(Collection entries)
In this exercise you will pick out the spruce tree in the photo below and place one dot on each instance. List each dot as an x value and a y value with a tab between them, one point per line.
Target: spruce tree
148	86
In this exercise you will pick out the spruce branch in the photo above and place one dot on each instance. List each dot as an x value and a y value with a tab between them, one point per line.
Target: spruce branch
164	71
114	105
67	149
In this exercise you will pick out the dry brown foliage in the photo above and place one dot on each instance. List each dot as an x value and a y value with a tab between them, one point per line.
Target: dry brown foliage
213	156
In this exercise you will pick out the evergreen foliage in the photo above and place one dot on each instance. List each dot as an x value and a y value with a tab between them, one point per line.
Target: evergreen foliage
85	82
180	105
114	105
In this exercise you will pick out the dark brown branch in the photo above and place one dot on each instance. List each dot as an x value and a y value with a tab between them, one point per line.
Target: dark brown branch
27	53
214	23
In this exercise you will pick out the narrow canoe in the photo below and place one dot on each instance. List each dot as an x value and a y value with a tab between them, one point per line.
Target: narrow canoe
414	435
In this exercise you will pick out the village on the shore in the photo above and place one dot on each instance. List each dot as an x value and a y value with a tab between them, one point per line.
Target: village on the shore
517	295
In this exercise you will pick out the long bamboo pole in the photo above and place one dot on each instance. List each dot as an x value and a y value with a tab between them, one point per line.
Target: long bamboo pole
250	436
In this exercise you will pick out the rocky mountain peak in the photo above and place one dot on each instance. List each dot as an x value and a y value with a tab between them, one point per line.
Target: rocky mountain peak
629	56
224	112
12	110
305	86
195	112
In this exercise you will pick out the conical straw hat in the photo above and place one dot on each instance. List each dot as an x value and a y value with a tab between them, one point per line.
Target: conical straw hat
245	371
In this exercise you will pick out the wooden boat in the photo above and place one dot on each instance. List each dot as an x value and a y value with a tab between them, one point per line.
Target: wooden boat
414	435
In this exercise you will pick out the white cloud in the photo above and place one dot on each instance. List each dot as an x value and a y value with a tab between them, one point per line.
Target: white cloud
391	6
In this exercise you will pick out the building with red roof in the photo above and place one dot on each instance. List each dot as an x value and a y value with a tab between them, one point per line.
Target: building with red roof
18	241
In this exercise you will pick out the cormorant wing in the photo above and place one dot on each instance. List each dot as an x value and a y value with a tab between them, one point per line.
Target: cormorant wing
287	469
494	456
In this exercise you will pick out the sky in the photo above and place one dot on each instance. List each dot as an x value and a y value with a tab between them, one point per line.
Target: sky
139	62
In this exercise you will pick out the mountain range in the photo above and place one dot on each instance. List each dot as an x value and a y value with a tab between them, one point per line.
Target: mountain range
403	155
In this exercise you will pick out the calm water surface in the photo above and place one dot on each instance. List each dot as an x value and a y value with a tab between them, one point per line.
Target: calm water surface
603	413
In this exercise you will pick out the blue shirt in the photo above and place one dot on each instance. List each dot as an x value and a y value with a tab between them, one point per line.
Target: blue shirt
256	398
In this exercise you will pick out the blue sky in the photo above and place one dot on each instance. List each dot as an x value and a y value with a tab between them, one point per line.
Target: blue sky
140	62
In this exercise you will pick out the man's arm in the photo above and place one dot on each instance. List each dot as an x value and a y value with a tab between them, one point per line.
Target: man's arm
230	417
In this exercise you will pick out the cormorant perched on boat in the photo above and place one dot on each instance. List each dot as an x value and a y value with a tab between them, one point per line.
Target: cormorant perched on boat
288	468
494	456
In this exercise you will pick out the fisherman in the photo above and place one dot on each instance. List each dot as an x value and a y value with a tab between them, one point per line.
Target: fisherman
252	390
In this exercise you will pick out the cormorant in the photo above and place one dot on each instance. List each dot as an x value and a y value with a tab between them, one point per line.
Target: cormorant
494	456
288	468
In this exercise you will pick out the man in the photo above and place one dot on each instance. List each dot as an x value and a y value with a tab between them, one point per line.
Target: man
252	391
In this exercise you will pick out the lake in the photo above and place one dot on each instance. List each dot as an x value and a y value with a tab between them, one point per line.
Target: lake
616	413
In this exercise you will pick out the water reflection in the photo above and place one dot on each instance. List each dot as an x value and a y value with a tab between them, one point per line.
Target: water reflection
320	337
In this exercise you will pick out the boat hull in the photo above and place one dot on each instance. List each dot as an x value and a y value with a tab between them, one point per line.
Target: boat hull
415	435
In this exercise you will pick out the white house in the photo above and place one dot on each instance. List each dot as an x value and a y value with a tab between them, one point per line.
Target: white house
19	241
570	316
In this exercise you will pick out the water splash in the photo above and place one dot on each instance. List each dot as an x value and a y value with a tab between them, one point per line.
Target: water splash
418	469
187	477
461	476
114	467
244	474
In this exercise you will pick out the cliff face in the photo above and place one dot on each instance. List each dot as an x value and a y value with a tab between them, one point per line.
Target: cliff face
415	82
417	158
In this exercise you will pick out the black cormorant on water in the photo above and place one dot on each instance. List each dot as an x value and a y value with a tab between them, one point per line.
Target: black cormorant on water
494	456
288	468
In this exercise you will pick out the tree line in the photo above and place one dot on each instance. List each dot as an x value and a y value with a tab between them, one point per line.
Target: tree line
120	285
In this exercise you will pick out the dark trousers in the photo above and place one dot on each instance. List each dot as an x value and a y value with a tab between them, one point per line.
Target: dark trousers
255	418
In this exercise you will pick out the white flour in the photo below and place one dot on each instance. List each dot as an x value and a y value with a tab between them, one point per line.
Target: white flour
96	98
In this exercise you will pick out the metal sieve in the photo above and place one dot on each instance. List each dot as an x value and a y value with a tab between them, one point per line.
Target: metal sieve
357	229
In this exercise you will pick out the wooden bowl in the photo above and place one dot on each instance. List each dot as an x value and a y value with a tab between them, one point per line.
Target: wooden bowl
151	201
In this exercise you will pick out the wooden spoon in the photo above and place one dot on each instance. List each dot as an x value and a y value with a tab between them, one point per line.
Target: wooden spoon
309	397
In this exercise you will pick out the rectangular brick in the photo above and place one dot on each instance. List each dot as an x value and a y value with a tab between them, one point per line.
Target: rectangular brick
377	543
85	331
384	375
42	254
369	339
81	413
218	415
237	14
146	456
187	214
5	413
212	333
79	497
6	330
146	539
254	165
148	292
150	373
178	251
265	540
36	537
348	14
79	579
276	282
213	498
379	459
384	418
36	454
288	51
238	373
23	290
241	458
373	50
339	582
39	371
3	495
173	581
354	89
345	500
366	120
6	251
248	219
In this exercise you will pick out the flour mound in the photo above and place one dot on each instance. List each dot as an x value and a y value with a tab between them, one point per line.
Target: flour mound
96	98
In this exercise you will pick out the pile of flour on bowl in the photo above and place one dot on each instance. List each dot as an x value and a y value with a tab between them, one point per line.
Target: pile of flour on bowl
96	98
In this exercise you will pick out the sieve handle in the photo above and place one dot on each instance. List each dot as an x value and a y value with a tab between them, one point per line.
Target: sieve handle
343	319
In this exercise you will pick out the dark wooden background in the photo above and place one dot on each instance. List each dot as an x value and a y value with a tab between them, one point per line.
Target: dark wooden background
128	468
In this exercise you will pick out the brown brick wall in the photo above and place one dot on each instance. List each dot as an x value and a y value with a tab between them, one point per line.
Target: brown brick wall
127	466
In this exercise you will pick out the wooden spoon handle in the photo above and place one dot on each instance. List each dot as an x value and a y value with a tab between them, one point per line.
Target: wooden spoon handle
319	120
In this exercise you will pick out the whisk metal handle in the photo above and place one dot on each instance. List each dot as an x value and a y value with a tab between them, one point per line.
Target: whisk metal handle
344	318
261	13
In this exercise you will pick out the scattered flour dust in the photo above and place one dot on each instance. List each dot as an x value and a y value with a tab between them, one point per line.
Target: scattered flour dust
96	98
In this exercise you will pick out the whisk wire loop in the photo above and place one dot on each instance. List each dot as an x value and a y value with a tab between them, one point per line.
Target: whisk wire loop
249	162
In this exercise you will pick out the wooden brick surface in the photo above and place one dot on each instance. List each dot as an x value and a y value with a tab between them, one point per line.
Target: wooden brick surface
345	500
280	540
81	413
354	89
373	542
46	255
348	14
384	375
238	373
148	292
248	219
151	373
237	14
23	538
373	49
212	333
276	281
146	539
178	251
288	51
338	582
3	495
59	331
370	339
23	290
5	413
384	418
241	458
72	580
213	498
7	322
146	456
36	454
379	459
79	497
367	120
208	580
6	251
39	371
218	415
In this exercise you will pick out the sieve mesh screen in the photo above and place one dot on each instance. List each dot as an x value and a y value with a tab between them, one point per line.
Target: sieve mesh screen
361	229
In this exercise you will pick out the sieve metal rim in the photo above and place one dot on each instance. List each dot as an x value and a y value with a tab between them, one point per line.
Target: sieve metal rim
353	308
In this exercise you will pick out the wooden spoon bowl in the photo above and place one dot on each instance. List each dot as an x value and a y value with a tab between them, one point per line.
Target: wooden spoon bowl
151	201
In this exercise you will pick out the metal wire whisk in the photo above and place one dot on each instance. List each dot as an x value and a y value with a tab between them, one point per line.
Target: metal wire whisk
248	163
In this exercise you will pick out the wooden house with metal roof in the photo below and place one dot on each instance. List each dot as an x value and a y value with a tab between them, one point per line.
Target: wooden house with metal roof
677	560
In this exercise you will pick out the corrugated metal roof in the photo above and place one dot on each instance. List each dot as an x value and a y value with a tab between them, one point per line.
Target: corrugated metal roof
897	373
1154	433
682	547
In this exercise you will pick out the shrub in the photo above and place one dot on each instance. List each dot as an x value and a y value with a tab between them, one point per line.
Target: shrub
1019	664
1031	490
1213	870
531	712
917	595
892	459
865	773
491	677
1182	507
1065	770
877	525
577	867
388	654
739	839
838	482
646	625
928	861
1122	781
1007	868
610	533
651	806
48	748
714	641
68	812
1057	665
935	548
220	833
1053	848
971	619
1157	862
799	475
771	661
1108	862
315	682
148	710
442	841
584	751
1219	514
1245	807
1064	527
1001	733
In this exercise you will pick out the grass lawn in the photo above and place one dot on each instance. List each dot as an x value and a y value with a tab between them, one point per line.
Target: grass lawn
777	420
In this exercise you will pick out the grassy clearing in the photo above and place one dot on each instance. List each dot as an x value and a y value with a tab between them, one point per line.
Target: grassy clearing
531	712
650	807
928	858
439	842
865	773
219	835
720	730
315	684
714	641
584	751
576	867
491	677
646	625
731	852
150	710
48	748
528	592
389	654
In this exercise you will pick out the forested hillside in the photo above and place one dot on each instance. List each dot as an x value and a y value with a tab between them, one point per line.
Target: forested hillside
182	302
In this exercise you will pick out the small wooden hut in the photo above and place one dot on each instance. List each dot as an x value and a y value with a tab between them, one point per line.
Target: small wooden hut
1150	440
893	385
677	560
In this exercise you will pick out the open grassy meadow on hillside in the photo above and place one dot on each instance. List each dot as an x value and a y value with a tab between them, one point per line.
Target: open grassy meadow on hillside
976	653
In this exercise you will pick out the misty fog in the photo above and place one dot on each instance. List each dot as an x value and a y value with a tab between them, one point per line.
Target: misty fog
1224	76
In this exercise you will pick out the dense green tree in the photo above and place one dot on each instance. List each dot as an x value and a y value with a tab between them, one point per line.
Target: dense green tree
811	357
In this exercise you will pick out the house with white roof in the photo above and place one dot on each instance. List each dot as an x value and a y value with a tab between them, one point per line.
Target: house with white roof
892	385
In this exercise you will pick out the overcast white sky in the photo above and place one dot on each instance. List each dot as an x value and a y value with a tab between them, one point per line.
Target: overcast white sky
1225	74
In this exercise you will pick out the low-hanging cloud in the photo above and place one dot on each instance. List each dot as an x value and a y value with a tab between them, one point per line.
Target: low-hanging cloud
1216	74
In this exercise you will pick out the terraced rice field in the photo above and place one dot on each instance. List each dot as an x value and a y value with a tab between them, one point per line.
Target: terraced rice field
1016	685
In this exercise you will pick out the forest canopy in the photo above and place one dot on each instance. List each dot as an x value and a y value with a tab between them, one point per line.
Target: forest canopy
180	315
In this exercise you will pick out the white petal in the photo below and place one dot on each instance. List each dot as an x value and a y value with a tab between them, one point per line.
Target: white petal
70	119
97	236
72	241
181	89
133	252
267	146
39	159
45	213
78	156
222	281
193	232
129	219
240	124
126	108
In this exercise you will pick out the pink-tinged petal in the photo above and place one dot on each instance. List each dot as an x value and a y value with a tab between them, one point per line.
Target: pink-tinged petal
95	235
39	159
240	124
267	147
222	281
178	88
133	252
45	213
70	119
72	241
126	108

### [YOUR TASK]
Write out exactly the lines of the entries above that run from the line containing "In this exercise you will pick out the terraced" through the last line, including both.

### [COMPLETED TASK]
In this exercise you will pick out the terraced rice field in the photo above and place one dot on each instance. List each dot as an x value and a y value with a tab between them, one point per line.
Target: terraced rice field
1016	685
In this exercise you will pick out the forest canopy in the photo above and place one dot on each instance. List each dot as an x value and a y value with a tab between them, one point per line.
Target: forest canopy
180	315
In this exercise you will pick out the white petal in the photo below and place one dot on each instance. List each dot as an x value and a y value with a tab between them, one point per line.
Target: white petal
70	119
97	236
72	241
181	89
133	252
267	146
39	159
45	213
78	156
222	281
193	232
129	219
240	124
126	108
In this exercise you will pick out the pink-tinged petal in the photo above and place one dot on each instance. List each dot as an x value and a y value with a tab between them, one point per line.
Target: pink-tinged petal
95	235
39	159
240	124
267	147
222	281
178	88
133	252
45	213
70	119
72	241
126	108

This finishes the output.